Wednesday, September 30, 2015

What is SageMath's strategy?

Here is SageMath's strategy, or at least what my strategy toward SageMath has been for the last 5 years.

Diagnose the problem

Statement of problem: SageMath is not growing.

Justification

Facts: Growth in the number of active users [1] of SageMath has stalled since about 2011 (as defined by Google analytics on sagemath.org). From 2008 to 2011, year-on-year growth was about 50%, which isn't great. However, from 2011 to now, year-on-year growth is slightly less than 0%. It was maybe -10% from 2013 to 2014. Incidentally, number of monthly active users of sagemath.org is about 68,652 right now, but the raw number isn't as import as the year-to-year rate of change.

I set an overall mission statement for the Sage project at the outset, which was is to be a viable alternative to Magma, Maple, Mathematica and Matlab. Being a "viable alternative" is something that holds or doesn't for specific people. A useful measure of this mission then is whether or not people use Sage. This is a different metric than trying to argue from "first principles" by making a list of features of each system, comparing benchmarks, etc.















Guiding policies

Statement of policy: focus on undergraduate students in STEM courses (science, tech, engineering, math)

Justification

In order for Sage to start growing again, identify groups of people that are not using Sage. Then decide, for each of these groups, who might find value in using Sage, especially if we are able to put work into making it easier for them to benefit from Sage. This is something to re-evaluate periodically. In itself, this is very generic -- it's what any software project that wishes to grow should do. The interesting part is the details.

• • • •

Instructions =
1. Name every software system that the post on SageMath's strategy says Sage was meant to be a viable alternative to.
2. According to the post on SageMath's strategy, what was the year-on-year growth in active users from 2008 to 2011?

Listed entries =
• • • •

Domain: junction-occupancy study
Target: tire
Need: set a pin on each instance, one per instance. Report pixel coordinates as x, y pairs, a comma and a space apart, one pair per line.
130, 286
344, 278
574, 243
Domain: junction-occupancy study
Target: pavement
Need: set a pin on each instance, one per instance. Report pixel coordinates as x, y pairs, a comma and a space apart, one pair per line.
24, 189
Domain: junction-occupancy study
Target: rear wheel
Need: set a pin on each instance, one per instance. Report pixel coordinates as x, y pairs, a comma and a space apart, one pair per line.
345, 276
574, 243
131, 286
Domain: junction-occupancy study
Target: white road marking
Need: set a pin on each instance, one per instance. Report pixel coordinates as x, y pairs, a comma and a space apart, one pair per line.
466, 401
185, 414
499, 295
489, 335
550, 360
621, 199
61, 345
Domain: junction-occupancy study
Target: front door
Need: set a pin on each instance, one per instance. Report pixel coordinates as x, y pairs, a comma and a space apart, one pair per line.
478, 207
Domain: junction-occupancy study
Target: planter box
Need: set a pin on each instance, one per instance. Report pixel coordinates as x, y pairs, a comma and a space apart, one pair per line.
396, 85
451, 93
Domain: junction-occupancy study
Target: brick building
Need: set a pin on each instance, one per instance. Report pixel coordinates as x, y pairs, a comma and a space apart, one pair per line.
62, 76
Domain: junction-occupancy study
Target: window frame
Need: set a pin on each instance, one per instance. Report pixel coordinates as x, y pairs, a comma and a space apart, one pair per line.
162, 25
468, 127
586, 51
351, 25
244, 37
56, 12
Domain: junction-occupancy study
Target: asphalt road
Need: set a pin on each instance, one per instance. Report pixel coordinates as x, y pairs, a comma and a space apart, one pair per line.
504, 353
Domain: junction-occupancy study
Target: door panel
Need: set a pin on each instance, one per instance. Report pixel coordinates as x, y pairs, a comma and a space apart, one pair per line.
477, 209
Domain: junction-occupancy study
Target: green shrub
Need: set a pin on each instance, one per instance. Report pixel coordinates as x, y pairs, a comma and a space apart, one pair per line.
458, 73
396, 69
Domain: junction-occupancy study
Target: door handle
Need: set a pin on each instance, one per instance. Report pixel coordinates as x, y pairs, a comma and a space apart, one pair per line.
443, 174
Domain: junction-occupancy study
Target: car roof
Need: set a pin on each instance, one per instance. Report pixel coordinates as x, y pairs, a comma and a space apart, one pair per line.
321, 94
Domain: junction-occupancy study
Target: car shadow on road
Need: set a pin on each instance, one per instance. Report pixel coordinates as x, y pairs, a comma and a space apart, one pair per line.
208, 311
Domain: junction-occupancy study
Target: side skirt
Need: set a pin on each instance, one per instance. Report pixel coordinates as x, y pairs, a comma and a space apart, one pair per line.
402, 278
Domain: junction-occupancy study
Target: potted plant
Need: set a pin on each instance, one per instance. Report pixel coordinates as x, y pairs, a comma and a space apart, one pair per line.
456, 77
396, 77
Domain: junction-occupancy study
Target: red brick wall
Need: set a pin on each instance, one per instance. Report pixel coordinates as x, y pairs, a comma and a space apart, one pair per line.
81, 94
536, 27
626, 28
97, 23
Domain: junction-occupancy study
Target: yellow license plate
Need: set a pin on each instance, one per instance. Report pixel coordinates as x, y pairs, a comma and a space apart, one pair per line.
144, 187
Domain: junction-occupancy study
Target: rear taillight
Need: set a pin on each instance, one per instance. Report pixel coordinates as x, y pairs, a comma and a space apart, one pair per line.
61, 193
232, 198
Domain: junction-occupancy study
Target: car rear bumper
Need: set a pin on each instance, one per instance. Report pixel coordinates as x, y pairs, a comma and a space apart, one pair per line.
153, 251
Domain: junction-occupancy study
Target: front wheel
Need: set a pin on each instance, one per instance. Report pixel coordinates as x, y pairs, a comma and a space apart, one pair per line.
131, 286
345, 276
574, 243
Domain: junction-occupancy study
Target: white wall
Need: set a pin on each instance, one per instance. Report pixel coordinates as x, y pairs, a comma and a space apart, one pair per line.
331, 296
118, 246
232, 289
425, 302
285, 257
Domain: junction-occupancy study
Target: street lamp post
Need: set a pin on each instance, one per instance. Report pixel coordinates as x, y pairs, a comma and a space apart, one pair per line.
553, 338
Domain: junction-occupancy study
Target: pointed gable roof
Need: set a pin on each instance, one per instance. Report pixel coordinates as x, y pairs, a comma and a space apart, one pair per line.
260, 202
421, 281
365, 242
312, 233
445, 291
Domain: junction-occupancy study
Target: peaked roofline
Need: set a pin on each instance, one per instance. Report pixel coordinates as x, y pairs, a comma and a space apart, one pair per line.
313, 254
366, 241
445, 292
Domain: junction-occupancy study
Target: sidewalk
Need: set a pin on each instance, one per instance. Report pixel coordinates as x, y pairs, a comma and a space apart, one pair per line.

• • • •

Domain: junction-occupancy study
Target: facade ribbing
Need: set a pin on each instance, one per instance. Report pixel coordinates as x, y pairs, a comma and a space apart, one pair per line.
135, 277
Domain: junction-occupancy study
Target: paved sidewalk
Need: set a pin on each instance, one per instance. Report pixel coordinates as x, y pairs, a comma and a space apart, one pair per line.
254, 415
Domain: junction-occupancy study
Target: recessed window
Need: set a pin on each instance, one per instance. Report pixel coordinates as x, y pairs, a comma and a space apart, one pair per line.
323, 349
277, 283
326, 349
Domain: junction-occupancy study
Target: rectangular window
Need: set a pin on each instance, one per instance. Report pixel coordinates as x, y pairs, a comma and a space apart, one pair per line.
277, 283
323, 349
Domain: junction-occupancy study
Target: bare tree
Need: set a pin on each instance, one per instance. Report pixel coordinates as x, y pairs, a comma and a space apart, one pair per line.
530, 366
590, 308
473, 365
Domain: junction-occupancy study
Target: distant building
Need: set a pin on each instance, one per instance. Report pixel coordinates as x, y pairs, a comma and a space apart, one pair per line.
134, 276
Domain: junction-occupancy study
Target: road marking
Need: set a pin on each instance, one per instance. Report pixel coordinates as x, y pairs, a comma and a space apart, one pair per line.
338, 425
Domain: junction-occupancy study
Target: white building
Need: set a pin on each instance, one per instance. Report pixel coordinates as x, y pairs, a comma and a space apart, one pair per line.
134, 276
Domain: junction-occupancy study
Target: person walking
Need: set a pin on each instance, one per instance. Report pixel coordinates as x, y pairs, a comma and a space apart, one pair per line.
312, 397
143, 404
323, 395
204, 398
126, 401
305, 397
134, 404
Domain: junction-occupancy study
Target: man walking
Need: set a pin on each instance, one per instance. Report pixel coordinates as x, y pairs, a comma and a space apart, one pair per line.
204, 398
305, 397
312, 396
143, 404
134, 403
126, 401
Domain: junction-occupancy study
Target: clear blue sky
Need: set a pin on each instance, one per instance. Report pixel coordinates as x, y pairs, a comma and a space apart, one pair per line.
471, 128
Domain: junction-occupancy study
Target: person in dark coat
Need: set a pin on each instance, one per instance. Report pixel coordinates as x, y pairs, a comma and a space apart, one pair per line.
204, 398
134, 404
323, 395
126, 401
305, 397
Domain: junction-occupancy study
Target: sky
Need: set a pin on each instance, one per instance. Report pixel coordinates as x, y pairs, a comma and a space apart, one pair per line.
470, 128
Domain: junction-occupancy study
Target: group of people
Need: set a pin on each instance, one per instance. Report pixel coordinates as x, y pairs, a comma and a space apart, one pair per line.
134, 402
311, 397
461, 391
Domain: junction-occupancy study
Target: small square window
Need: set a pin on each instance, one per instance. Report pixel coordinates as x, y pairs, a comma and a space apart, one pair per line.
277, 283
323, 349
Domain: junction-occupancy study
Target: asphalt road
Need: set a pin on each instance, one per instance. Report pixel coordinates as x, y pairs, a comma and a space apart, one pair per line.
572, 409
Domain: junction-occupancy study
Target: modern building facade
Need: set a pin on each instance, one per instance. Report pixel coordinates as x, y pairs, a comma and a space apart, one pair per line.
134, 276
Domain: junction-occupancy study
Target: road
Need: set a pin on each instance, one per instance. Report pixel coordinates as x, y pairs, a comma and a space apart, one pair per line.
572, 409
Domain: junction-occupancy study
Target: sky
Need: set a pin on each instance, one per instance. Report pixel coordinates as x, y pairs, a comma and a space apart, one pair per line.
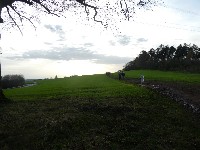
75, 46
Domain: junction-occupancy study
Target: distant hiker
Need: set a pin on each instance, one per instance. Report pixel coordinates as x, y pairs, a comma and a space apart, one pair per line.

• • • •

Responses to the exercise =
1. Magma, Maple, Mathematica and Matlab

2. About 50%